Haben Sie heute schon einen japanischen Mönch beschimpft?

Der Wiener Wahlkampf ist in einer Ecke xenophob, von der man das nicht vermutet hätte. Aus denen da drüben werden die da oben.

Vielleicht hatte ich auch nur den falschen Fußweg durch das herrlich spätsommerliche Wien gewählt, als ich mich unlängst in die Erdberger Amtsräume des Gegengiftes aufmachte. Aber es begegneten mir andauernd entehrte japanische Mönche: „Geld für Bildung statt für Bonzen“ hieß es ultimativ auf Plakaten in weißer Schrift auf herbem Lila und lindem Grün. Das ist zwar eine Spur freundlicher als die niederösterreichische Zauberformel „Her mit dem Zaster!“, aber das Wort Bonze schreckt mich doch immer wieder neu.

**DEINE AUFGABE:** Fasse bitte den Absatz des Quelltexts, der mit „Vielleicht hatte ich auch nur“ beginnt, in höchstens drei Sätzen kürzer und behalte dabei seine wichtigsten Fakten bei.

[Gespeicherte Einträge des Datensatzes]

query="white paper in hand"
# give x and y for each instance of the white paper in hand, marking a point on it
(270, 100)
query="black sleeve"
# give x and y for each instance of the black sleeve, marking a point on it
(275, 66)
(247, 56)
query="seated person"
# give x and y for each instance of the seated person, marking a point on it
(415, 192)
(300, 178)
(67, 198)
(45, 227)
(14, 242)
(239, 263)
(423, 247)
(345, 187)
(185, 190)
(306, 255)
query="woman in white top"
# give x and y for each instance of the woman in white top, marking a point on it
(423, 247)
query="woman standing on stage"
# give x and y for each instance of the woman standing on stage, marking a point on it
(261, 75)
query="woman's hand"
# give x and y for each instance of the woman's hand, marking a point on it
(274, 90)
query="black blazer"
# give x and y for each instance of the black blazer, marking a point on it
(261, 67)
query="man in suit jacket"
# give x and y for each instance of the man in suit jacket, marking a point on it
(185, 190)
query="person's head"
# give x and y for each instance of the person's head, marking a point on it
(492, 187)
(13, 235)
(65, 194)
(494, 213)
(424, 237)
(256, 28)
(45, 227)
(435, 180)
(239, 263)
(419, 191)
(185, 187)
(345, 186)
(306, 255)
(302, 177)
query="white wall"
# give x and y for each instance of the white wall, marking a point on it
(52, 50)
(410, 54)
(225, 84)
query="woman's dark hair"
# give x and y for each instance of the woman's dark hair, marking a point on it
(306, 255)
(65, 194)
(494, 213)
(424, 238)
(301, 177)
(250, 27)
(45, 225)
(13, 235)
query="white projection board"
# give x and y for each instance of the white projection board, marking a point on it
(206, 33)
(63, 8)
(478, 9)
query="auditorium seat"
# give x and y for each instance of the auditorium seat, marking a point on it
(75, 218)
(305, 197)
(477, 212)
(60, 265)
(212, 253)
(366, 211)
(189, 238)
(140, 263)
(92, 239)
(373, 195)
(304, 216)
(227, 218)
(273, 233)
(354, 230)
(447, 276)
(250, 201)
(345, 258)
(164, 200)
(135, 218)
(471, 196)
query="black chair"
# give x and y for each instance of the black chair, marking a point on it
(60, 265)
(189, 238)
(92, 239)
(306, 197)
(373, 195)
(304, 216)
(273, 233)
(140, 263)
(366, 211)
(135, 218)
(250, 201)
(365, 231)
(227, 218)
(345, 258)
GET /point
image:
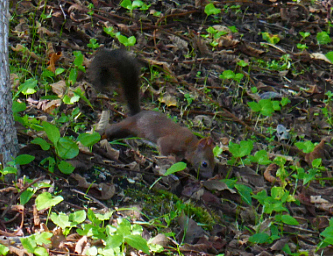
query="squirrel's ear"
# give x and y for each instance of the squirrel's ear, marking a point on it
(206, 142)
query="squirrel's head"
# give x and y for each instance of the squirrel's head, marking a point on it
(203, 158)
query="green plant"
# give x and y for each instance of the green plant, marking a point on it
(272, 39)
(210, 9)
(229, 74)
(265, 107)
(93, 43)
(11, 166)
(323, 38)
(129, 5)
(64, 147)
(327, 236)
(239, 151)
(115, 237)
(90, 7)
(302, 47)
(304, 35)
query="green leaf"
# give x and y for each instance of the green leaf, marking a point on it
(273, 39)
(126, 4)
(306, 147)
(41, 251)
(131, 41)
(61, 220)
(261, 196)
(28, 87)
(245, 193)
(45, 200)
(65, 167)
(66, 148)
(18, 107)
(29, 243)
(316, 163)
(137, 242)
(79, 58)
(24, 159)
(80, 216)
(3, 249)
(289, 220)
(261, 157)
(329, 56)
(73, 76)
(81, 94)
(217, 150)
(255, 107)
(266, 107)
(8, 170)
(227, 74)
(259, 238)
(52, 132)
(210, 9)
(59, 71)
(88, 139)
(42, 143)
(26, 196)
(175, 168)
(43, 238)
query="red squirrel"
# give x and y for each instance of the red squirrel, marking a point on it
(117, 68)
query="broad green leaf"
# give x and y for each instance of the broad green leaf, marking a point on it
(245, 193)
(175, 168)
(24, 159)
(66, 148)
(61, 220)
(137, 242)
(29, 243)
(41, 251)
(26, 196)
(88, 139)
(211, 9)
(3, 249)
(52, 132)
(287, 219)
(259, 238)
(65, 167)
(323, 38)
(42, 143)
(18, 106)
(46, 200)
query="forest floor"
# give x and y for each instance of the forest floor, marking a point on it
(256, 76)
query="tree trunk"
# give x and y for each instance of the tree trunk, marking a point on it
(8, 137)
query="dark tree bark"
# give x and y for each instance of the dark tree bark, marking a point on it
(8, 137)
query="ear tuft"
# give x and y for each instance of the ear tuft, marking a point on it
(206, 142)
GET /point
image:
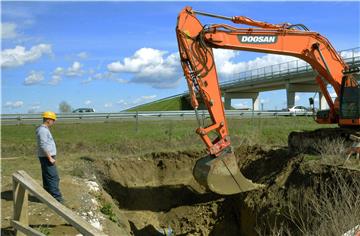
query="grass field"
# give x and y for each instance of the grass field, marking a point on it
(124, 138)
(81, 142)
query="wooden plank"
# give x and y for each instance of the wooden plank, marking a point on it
(32, 186)
(27, 230)
(20, 201)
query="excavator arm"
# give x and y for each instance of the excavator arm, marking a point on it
(196, 42)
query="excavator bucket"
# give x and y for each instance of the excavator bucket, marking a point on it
(222, 175)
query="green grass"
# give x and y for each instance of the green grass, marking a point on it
(121, 138)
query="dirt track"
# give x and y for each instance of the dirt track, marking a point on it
(156, 193)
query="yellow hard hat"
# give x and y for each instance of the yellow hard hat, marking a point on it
(49, 115)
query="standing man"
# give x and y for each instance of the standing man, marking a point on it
(47, 156)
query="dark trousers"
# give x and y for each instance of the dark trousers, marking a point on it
(50, 178)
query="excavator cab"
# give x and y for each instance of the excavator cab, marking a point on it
(350, 99)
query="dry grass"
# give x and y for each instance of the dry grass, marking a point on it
(329, 208)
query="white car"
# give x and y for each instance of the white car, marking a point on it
(297, 109)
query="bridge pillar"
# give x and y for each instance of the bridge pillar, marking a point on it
(290, 98)
(322, 102)
(256, 102)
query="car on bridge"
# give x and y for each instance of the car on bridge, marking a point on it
(298, 109)
(83, 110)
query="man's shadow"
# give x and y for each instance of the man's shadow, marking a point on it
(8, 196)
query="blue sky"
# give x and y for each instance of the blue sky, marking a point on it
(113, 55)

**ANTWORT:** Auf dem Fußweg durch das spätsommerliche Wien zu den Erdberger Amtsräumen des Gegengiftes begegneten mir ständig entehrte japanische Mönche. Auf lila und grünen Plakaten stand in weißer Schrift „Geld für Bildung statt für Bonzen“. Das ist etwas freundlicher als das niederösterreichische „Her mit dem Zaster!“, doch das Wort Bonze schreckt mich immer wieder neu.